REQUIRED ACTION 1
Transcribe the molecular surveillance text from "Molecular Surveillance" up to and including "strains from others.".
REQUIRED ACTION 2
Answer these questions using the molecular surveillance text:
(a) What was genotype surveillance coverage in 2022?
(b) Over what 3-year period must isolates match for a case to count as clustered?
(c) How often does CDC review medium and high alerts?
REQUIRED ACTION 3
For each statement, say whether it agrees with the molecular surveillance text, and quote the words that decide it:
(a) 2022 is the first year CDC has reported genotyping results using wgMLSType.
(b) A case is considered clustered when its isolate matches isolates from cases in a different county.
(c) CDC reviews only high alerts for possible programmatic follow-up.

DOCUMENT EXTRACT
━━━━━━━━━━

Reported Tuberculosis in the United States, 2022

Molecular Surveillance


TB genotyping is a laboratory-based approach used to analyze genetic material (e.g., DNA) of Mycobacterium tuberculosis; characterizing distinct genetic patterns facilitates distinguishing certain M. tuberculosis strains from others.

This is the first year CDC is reporting genotyping results using wgMLSType (whole-genome multilocus sequence type), a typing method based on whole-genome sequencing, instead of conventional genotyping methods (e.g., spoligotyping). Genotype surveillance coverage, defined as the percentage of culture-positive TB cases with a genotyped isolate, was 96.0% in 2022.

This report considers a TB case clustered if the wgMLSType of the case’s isolate matched one or more other cases’ isolate in the same county or county-equivalent area during the 3-year period of 2020–2022. CDC generates cluster alerts (i.e., medium alert and high alert) based on the degree of geospatial concentration of cases with matching wgMLSType within the same county or county-equivalent area compared with the concentration of the wgMLSType outside of the given county or county-equivalent. CDC reviews medium and high alerts weekly for possible programmatic follow-up.

━━━━━━━━━━

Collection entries
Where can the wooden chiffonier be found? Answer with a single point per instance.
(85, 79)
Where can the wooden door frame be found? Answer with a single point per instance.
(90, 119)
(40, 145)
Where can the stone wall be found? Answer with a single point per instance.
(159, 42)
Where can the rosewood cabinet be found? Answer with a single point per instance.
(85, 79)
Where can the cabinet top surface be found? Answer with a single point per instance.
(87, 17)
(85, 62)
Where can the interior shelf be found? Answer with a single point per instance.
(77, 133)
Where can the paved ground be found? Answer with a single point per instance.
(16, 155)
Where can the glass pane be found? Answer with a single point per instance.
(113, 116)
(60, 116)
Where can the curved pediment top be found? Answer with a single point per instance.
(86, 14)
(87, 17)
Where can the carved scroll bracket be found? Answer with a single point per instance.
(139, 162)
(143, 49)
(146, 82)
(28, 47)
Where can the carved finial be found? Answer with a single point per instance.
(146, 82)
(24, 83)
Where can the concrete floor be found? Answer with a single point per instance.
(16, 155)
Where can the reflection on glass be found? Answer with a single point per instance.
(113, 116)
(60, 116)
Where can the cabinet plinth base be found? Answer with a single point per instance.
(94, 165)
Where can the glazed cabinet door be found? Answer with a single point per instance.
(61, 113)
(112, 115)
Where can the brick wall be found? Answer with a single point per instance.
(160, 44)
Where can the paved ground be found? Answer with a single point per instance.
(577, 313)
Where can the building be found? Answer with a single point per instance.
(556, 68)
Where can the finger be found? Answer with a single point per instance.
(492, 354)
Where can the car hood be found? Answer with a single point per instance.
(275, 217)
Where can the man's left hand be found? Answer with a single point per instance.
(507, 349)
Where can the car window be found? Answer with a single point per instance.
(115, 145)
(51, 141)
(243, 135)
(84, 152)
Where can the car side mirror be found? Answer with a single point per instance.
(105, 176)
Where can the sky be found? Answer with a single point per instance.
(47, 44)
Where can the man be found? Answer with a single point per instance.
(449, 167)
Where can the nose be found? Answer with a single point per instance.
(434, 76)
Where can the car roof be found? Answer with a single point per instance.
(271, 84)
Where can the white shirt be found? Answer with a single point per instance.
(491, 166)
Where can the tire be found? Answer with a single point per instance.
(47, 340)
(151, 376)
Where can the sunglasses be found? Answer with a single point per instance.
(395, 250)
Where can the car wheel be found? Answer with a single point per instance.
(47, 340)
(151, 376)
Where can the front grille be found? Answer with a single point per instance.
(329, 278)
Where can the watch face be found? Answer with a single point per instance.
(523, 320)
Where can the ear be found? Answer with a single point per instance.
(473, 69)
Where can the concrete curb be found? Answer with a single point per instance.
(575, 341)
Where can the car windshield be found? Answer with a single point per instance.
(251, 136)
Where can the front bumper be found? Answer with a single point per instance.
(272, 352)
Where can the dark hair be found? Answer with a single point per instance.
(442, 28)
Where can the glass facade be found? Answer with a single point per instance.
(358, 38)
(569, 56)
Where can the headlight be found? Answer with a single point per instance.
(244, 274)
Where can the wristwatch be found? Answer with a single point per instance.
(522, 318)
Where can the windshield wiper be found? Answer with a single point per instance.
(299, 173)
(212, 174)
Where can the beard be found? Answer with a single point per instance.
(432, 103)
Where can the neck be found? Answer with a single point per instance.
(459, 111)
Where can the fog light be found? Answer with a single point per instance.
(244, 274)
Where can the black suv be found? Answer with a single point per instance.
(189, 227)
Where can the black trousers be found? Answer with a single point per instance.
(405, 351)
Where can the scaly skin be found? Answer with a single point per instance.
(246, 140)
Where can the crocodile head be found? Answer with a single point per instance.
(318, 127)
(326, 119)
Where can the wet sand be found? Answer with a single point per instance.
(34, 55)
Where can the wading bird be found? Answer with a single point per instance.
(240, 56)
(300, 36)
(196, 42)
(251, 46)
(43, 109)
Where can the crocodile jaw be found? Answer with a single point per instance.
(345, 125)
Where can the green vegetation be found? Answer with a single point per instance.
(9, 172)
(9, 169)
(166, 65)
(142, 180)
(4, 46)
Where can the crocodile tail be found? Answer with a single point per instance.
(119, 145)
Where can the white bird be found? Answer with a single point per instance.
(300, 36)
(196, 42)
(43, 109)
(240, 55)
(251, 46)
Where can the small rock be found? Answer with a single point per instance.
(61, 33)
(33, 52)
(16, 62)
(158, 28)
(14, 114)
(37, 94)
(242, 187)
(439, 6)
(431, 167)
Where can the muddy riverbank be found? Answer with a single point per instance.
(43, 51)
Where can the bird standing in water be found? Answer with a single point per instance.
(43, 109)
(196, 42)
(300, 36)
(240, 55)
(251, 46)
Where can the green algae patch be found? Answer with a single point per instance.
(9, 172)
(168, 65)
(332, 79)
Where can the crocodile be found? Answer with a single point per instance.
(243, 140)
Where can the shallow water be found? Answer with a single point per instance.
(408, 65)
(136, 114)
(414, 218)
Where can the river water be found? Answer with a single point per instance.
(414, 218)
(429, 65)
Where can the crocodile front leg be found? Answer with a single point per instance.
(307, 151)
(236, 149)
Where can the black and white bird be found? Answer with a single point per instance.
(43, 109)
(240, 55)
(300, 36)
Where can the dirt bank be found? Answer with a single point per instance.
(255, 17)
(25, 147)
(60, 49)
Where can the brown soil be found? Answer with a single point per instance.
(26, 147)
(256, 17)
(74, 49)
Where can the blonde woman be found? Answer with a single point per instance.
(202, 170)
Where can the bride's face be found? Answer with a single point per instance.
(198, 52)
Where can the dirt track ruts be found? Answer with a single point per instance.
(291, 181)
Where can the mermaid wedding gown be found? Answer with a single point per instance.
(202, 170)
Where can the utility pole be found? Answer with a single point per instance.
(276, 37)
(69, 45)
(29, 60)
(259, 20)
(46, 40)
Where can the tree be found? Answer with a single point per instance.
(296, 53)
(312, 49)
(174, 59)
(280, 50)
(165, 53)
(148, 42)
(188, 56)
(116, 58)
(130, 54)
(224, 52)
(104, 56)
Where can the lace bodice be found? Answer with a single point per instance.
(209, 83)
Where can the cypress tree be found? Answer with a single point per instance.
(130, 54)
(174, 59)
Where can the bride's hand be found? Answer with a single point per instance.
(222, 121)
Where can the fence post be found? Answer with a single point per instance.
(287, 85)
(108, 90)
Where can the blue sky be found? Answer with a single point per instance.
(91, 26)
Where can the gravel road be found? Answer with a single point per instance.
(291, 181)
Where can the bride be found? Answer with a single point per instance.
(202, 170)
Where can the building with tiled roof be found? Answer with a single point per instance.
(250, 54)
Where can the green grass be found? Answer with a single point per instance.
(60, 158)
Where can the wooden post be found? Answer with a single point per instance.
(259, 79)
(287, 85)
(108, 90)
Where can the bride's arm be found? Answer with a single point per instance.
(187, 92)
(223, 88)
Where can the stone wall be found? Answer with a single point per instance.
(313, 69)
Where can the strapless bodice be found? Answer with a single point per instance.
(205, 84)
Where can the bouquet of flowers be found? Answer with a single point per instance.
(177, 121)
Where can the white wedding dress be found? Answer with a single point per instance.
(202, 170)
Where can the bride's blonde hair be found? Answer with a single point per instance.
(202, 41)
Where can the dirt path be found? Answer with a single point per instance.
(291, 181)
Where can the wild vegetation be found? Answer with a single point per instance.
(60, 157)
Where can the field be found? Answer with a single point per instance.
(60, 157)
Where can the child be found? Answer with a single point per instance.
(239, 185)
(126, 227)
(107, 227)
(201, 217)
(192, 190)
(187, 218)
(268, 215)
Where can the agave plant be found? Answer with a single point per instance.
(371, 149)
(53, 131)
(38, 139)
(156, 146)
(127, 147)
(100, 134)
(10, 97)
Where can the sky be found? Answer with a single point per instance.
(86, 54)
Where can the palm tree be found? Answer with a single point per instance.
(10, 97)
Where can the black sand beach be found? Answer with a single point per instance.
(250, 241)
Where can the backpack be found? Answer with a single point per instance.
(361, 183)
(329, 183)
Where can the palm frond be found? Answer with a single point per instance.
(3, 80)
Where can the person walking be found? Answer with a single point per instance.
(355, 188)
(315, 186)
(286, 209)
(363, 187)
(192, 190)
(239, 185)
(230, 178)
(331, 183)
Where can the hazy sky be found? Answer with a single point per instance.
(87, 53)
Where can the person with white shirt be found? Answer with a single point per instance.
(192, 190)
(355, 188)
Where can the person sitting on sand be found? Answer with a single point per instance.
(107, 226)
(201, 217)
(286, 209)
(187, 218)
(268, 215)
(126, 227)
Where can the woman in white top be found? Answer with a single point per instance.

━━━━━━━━━━

RESPONSE BOX 1
Molecular Surveillance


TB genotyping is a laboratory-based approach used to analyze genetic material (e.g., DNA) of Mycobacterium tuberculosis; characterizing distinct genetic patterns facilitates distinguishing certain M. tuberculosis strains from others.

RESPONSE BOX 2
(a) 96.0%
(b) 2020–2022
(c) Weekly

RESPONSE BOX 3
(a) Yes: "This is the first year CDC is reporting genotyping results using wgMLSType"
(b) No: "matched one or more other cases’ isolate in the same county or county-equivalent area"
(c) No: "CDC reviews medium and high alerts weekly for possible programmatic follow-up."